--- START OF Stored rows ---
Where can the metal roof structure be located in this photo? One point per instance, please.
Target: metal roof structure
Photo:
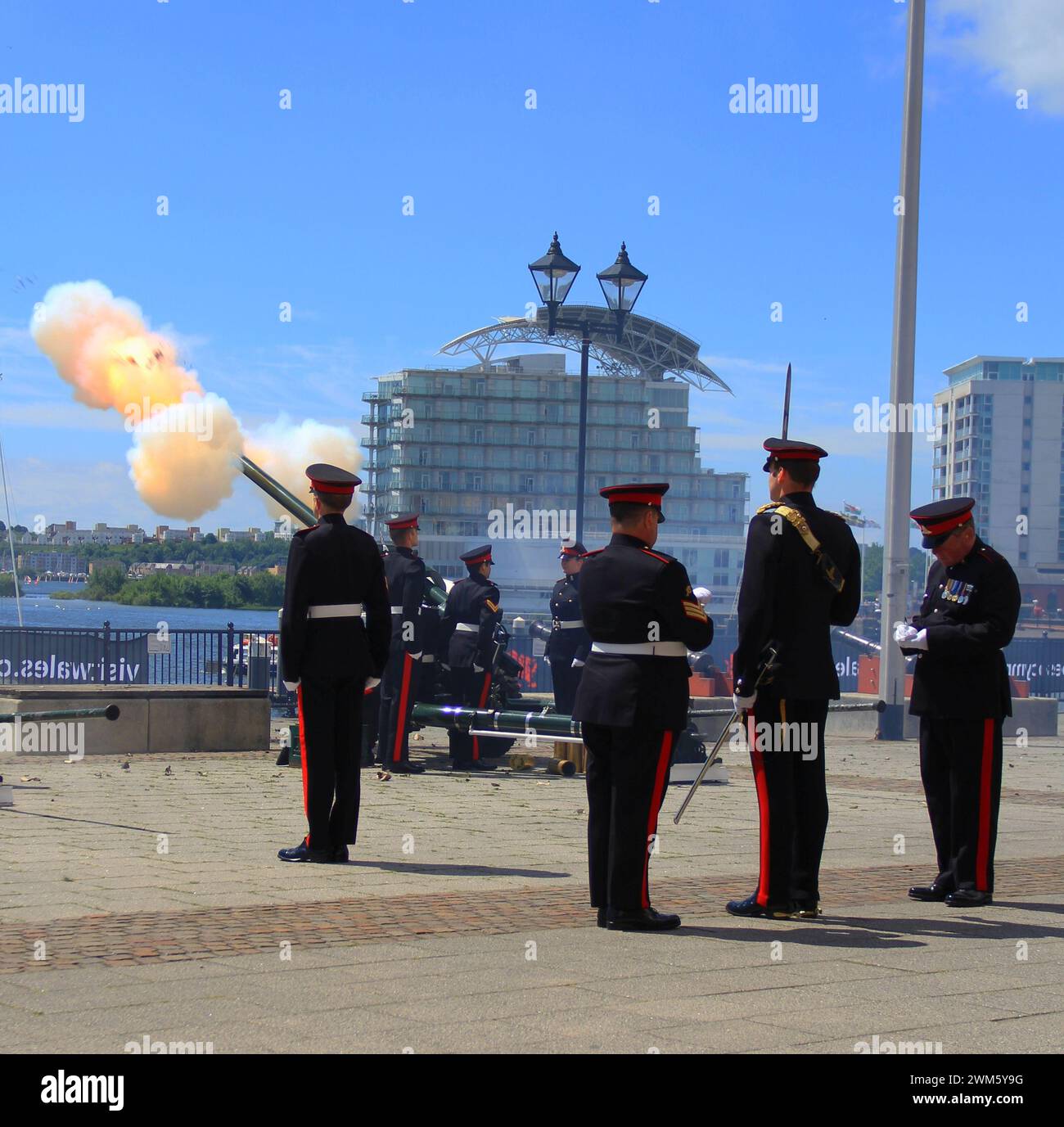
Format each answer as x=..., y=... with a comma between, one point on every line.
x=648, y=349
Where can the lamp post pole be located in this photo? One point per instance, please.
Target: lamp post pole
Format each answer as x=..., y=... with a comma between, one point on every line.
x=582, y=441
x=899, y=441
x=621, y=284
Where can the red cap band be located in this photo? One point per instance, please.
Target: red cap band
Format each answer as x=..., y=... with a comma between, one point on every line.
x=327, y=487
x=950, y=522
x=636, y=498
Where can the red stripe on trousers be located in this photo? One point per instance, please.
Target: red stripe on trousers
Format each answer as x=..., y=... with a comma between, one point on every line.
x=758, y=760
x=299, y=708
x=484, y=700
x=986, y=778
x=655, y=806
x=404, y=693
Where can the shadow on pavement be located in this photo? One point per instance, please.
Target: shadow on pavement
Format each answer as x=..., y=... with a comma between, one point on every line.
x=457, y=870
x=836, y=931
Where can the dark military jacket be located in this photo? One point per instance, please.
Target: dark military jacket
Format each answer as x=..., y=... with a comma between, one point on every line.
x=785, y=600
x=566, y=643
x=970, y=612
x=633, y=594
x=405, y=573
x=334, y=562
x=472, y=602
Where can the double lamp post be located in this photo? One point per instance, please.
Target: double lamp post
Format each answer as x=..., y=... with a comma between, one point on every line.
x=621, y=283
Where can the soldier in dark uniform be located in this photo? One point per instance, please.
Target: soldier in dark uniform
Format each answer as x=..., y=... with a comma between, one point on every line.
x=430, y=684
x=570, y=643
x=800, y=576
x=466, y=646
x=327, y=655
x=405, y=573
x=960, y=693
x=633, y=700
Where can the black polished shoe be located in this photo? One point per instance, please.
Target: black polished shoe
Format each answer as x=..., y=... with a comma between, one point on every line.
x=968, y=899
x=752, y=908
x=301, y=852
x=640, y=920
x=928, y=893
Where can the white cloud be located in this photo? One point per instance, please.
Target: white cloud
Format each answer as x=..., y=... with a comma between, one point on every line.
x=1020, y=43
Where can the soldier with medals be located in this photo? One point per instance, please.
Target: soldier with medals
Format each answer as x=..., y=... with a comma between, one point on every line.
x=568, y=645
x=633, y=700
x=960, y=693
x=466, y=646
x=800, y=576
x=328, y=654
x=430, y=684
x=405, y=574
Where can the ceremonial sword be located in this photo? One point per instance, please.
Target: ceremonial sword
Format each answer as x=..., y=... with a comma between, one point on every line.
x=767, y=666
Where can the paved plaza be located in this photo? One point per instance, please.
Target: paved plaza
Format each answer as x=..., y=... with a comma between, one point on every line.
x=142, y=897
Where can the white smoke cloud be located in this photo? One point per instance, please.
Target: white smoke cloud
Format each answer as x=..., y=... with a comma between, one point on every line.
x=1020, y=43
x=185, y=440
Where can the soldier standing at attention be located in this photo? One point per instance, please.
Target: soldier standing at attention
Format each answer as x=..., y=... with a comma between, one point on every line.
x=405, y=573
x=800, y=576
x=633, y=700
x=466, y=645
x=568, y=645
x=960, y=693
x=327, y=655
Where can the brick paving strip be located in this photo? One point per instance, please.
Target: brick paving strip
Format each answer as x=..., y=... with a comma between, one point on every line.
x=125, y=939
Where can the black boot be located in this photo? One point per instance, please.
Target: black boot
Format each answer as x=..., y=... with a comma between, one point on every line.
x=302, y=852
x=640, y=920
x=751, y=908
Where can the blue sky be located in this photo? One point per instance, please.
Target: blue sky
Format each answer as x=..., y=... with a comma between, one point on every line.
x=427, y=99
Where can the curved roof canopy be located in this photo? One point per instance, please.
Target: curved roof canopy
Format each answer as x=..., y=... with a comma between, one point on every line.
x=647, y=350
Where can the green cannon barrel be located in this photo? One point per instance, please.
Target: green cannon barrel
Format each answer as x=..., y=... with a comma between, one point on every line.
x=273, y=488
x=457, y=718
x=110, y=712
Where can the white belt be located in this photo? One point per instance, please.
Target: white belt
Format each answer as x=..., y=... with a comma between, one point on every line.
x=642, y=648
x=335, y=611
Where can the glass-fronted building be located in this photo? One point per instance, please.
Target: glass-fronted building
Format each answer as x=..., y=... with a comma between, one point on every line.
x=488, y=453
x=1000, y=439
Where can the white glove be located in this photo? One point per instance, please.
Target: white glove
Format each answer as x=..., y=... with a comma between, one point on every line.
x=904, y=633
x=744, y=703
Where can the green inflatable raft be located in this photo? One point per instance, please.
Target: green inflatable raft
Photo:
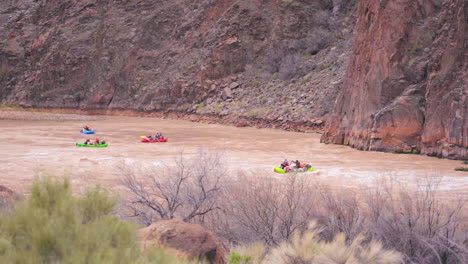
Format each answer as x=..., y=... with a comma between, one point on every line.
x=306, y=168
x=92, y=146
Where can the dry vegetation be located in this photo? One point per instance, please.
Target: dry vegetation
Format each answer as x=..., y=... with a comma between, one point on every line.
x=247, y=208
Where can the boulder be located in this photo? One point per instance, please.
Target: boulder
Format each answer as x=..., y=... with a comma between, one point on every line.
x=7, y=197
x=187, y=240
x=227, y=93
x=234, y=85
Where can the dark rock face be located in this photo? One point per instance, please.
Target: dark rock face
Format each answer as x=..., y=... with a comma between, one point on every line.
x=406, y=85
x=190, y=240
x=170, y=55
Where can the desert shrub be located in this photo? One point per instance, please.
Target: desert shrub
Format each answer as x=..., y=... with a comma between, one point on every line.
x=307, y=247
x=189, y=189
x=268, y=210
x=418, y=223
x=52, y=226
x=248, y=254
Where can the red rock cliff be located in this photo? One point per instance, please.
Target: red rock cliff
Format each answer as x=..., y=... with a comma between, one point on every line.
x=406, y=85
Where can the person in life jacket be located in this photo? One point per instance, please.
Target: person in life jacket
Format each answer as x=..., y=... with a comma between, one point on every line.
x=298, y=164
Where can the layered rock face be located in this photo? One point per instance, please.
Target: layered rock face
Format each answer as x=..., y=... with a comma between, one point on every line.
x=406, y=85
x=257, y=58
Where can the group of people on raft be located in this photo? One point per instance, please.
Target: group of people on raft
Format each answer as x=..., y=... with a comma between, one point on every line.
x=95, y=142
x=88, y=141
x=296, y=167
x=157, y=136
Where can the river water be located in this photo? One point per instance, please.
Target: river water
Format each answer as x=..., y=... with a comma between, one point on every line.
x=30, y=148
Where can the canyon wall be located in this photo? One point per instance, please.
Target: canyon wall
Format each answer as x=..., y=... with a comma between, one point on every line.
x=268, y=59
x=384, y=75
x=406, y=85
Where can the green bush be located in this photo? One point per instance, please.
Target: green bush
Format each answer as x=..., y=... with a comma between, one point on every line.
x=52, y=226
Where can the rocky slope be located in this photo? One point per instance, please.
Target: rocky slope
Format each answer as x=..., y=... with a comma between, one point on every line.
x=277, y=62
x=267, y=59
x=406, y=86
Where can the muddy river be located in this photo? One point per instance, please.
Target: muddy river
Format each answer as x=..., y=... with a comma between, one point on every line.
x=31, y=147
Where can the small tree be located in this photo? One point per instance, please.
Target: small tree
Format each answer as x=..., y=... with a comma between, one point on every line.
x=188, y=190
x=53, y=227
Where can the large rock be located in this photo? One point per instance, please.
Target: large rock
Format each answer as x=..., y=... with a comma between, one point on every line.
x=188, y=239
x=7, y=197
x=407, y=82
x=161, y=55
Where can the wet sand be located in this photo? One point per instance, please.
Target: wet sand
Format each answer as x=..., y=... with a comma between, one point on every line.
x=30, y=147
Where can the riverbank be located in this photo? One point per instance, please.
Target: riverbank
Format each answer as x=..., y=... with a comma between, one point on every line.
--- END OF Stored rows ---
--- START OF Stored rows ---
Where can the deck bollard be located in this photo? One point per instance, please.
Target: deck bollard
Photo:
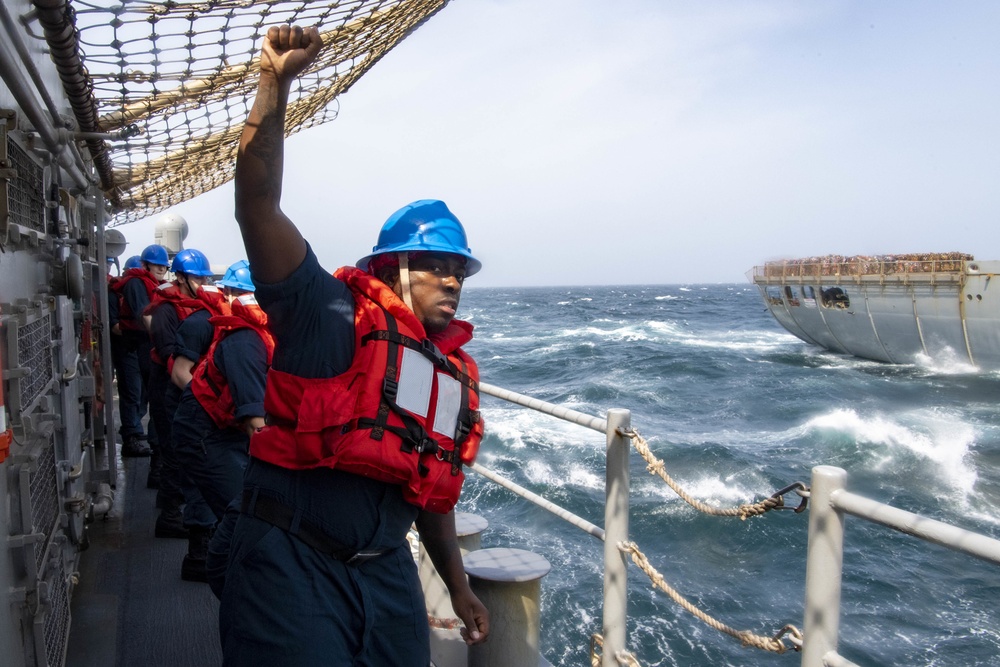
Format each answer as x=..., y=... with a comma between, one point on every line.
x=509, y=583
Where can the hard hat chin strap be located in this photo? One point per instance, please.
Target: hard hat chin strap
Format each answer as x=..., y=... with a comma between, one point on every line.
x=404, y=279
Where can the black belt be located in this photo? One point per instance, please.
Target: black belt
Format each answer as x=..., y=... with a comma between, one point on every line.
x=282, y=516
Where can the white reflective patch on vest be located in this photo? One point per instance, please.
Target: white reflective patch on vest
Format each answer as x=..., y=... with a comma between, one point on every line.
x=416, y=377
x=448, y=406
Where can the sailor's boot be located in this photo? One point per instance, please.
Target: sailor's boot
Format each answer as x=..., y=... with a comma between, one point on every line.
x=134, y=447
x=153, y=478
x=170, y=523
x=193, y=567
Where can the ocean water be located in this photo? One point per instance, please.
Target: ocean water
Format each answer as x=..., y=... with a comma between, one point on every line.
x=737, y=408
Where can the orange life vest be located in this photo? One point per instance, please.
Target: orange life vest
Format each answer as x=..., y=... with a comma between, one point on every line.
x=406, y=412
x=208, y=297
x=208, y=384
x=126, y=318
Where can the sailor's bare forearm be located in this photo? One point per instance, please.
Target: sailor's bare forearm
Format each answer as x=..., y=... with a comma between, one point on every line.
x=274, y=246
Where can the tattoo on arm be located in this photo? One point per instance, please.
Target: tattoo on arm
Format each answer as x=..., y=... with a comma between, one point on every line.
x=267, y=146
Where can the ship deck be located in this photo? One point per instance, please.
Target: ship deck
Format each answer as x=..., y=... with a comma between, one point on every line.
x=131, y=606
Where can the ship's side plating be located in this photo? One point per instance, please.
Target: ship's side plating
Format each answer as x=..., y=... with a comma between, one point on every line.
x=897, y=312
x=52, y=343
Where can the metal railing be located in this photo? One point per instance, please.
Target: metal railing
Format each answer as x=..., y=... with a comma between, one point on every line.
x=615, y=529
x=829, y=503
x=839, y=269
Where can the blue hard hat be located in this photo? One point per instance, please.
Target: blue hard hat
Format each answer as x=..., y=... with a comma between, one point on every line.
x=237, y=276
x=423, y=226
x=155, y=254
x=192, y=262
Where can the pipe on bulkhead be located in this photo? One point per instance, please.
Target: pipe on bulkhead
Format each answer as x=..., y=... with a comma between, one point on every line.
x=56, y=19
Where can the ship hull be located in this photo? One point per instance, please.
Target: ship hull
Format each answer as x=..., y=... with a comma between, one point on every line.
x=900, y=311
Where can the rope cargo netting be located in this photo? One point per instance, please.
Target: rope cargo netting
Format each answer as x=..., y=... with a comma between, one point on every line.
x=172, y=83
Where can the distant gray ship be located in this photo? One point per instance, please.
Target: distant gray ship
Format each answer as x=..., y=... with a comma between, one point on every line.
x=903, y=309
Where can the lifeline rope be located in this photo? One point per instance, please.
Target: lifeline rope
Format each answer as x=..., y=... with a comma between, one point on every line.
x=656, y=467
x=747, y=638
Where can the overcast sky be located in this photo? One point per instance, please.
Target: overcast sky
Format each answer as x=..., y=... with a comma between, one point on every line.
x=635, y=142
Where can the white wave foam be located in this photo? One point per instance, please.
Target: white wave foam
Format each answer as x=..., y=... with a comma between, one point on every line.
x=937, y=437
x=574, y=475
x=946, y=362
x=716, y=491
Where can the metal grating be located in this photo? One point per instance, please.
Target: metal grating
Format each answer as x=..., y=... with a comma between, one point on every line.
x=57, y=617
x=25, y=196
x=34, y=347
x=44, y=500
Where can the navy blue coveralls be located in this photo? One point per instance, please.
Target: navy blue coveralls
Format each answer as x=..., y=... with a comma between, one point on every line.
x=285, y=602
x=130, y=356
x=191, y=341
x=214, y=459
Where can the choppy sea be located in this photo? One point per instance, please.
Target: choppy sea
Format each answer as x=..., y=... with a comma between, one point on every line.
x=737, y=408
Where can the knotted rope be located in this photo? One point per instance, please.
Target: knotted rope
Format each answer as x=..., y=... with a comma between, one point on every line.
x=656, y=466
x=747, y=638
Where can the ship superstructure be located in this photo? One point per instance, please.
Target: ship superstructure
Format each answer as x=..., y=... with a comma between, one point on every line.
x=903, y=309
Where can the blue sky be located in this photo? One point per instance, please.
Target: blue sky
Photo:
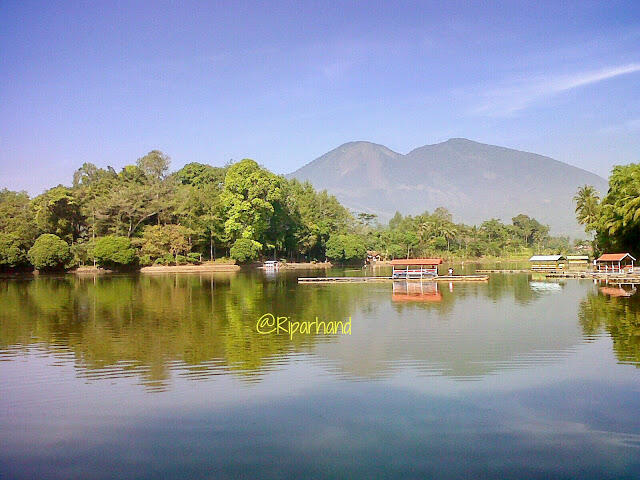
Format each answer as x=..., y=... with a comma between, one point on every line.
--- END OF Stored rows ---
Work to do -> Rewrite the rows from the line with "Where can the group" to the line with "x=296, y=167", both included, keeping the request lines as they are. Multiply each coordinate in the answers by 1.45 and round to a whole number, with halves rounding up.

Finished exercise ->
Where can the group of people on raft be located in this photo? One point per instance, please.
Target: group of people on raft
Format each answer as x=..., y=... with a comma between, one point on every line.
x=138, y=206
x=128, y=204
x=429, y=242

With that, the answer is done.